(Excerpts from a point labeling dataset)
*****

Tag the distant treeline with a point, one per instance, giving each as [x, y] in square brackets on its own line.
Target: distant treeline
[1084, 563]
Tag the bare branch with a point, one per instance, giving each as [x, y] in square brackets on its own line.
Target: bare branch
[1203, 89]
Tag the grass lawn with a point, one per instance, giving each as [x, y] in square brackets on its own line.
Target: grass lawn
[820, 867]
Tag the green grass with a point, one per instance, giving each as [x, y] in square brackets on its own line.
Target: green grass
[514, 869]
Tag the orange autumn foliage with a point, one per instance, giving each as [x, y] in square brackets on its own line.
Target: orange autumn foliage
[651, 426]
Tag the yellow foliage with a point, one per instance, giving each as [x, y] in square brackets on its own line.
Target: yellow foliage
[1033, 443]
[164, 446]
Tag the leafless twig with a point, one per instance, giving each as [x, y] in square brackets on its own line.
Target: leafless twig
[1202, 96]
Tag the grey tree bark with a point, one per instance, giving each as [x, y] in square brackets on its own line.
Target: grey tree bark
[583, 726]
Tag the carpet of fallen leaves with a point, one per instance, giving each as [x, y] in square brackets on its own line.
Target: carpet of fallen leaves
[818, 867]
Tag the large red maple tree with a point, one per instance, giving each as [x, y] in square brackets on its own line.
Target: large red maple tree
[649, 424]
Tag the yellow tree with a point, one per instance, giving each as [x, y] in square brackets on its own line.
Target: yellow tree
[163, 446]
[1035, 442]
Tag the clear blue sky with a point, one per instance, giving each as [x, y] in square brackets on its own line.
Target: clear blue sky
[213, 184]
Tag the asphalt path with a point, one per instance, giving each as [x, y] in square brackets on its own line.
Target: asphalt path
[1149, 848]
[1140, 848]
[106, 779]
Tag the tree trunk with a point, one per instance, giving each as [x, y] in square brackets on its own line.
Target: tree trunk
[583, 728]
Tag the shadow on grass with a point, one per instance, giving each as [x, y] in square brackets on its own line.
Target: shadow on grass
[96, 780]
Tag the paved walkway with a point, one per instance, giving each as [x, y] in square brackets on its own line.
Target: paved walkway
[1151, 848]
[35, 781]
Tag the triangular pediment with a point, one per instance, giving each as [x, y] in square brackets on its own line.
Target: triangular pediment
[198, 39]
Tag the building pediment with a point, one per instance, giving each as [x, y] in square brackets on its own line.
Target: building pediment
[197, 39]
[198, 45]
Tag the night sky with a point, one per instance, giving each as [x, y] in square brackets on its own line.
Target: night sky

*****

§ Task requirements:
Please copy every row above word for word, keeping each line unchanged and in its original order.

§ Result of this exercise:
Tag the distant treeline with a point, one per instance, giving each as [x, y] in square brackets on its own line.
Target: distant treeline
[1084, 563]
Tag the bare branch with a point, one per instance, giving each as [x, y] in square brackets on its own line.
Target: bare branch
[1203, 89]
Tag the grass lawn with a point, one per instance, giving each as [x, y] in square brackets on its own line.
Target: grass lawn
[820, 867]
Tag the green grass with a point, one per instance, giving each as [x, y] in square brackets on its own line.
Target: green grass
[514, 869]
Tag the orange autumn foliage with a point, one per instance, giving each as [x, y] in square brackets on its own line.
Target: orange autumn foliage
[651, 426]
Tag the yellow foliage with a point, one per instance, giving each as [x, y] in square brackets on its own line.
Target: yellow foliage
[1033, 443]
[164, 446]
Tag the leafless twig with a point, one per instance, giving each as [x, y] in square brackets on its own line.
Target: leafless twig
[1202, 96]
Tag the grey tree bark with a point, one per instance, giving each as [x, y] in square brackets on its own line.
Target: grey tree bark
[583, 726]
Tag the carpet of fallen leaves with a point, one per instance, giving each as [x, y] in square brackets on its own line.
Target: carpet of fallen leaves
[818, 867]
Tag the large red maple tree with a point, one per instance, giving each as [x, y] in square brackets on its own line.
Target: large red maple tree
[649, 424]
Tag the yellow tree with a point, one per instance, giving each as [x, y] in square brackets on its own line.
Target: yellow tree
[163, 446]
[1035, 442]
Tag the clear blue sky with a point, one per instance, giving each as [x, y] in square brackets on its own line.
Target: clear blue sky
[213, 184]
Tag the asphalt path with a point, one per instance, giving each as [x, y] in square brackets on its own line.
Target: asphalt path
[1149, 848]
[1140, 848]
[106, 779]
Tag the tree trunk with a point, one per instance, giving each as [x, y] in square brackets on its own line.
Target: tree trunk
[583, 728]
Tag the shadow on grass with a point, one per instance, giving each as [x, y] in square brackets on its own line.
Target: shadow on grass
[96, 780]
Tag the paved walkway with a point, one per instance, giving each as [x, y] in square brackets on its own line.
Target: paved walkway
[1151, 848]
[35, 781]
Tag the triangular pediment with a point, one per instance, giving each as [x, y] in square brackets on its own line.
Target: triangular pediment
[198, 39]
Tag the building pediment with a point, one per instance, giving each as [x, y] in square brackets on its own line.
Target: building pediment
[197, 39]
[198, 45]
Tag the night sky with a point, one per instance, giving each as [x, y] in square brackets on its own line.
Target: night sky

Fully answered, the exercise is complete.